Inline is simpler for short documents; referenced is better for link-heavy content.

  • Include: Convert images as Markdown image syntax (![alt](url))
  • Remove: Strip all images from the output
  • Link Only: Convert images to plain links instead of embedding them

Choose based on your use case. For note-taking, “Include” preserves visual context. For text-only documentation, “Remove” or “Link Only” is cleaner.


The Output tab controls metadata and page information:

When enabled, adds the webpage title as a top-level heading at the start of the Markdown:

# Original Webpage Title
[rest of content...]

Useful for documentation and note-taking to maintain context.

When enabled, adds a link back to the original webpage (usually at the end):

[Source: https://example.com](https://example.com)

Recommended for research, citations, or when you want to revisit the original.


The Replace tab shows your active text replacements. These rules automatically clean up and modify your Markdown.

Text replacements apply patterns before and after conversion:

  • Pre replacements: Modify the HTML before Markdown conversion (remove ads, fix source HTML)
  • Post replacements: Modify the Markdown after conversion (normalize spacing, fix URLs)
  1. Check which replacements are enabled (toggle on/off without deleting)

* **What you will do**:
1. Reproduce the Markdown settings excerpt in full, character for character.
2. Pull out every line of the listing that contains the string "wall", treating uppercase and lowercase as different.
The Markdown settings excerpt and the listing come from unrelated sources.

* **Provided information**:
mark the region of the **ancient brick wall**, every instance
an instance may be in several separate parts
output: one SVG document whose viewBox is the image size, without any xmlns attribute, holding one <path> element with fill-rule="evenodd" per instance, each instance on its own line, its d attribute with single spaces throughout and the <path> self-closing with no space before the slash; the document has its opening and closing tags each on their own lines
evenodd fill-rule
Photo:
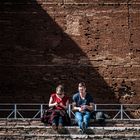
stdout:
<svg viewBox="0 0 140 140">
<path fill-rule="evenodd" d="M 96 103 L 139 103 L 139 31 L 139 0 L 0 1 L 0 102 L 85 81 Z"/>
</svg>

--

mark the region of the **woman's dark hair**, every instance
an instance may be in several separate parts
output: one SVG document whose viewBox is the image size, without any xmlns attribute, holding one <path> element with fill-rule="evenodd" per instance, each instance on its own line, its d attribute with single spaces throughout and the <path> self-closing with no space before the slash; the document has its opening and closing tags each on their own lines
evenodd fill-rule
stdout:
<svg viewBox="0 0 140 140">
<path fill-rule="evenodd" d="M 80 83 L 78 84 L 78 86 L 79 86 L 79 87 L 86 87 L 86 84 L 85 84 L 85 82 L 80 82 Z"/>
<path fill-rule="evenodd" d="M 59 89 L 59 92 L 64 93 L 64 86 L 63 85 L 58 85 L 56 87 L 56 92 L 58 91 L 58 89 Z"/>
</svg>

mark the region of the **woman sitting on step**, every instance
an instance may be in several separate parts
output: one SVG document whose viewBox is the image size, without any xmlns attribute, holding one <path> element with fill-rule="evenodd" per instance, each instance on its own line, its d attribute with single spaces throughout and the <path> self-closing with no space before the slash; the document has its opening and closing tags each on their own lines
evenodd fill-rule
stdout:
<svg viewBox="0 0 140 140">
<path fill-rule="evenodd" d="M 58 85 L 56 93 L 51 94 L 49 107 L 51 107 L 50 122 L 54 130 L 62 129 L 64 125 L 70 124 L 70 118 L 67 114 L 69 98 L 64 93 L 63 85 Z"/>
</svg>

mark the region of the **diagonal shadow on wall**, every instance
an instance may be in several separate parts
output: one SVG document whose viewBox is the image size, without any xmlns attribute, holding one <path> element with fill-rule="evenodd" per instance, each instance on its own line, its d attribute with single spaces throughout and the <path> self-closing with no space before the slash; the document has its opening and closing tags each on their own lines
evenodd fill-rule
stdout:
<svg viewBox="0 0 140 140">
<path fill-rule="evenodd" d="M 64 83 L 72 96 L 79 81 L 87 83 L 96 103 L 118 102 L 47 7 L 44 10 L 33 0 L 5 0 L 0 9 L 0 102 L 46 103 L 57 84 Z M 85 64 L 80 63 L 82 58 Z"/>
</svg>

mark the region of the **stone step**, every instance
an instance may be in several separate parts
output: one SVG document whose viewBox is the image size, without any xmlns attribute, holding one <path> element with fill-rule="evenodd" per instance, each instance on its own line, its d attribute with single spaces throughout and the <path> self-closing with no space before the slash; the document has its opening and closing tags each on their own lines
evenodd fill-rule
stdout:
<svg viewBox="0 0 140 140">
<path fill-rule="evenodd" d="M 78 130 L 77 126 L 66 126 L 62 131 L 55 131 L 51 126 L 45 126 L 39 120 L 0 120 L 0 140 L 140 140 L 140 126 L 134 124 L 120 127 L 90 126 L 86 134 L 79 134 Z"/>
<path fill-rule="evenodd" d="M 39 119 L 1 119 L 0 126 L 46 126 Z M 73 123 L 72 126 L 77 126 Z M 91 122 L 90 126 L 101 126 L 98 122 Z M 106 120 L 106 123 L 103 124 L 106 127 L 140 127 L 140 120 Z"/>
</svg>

* **Answers to the tasks**:
1.
Inline is simpler for short documents; referenced is better for link-heavy content.

  • Include: Convert images as Markdown image syntax (![alt](url))
  • Remove: Strip all images from the output
  • Link Only: Convert images to plain links instead of embedding them

Choose based on your use case. For note-taking, “Include” preserves visual context. For text-only documentation, “Remove” or “Link Only” is cleaner.


The Output tab controls metadata and page information:

When enabled, adds the webpage title as a top-level heading at the start of the Markdown:

# Original Webpage Title
[rest of content...]

Useful for documentation and note-taking to maintain context.

When enabled, adds a link back to the original webpage (usually at the end):

[Source: https://example.com](https://example.com)

Recommended for research, citations, or when you want to revisit the original.


The Replace tab shows your active text replacements. These rules automatically clean up and modify your Markdown.

Text replacements apply patterns before and after conversion:

  • Pre replacements: Modify the HTML before Markdown conversion (remove ads, fix source HTML)
  • Post replacements: Modify the Markdown after conversion (normalize spacing, fix URLs)
  1. Check which replacements are enabled (toggle on/off without deleting)

2.
mark the region of the **ancient brick wall**, every instance
mark the region of the **diagonal shadow on wall**, every instance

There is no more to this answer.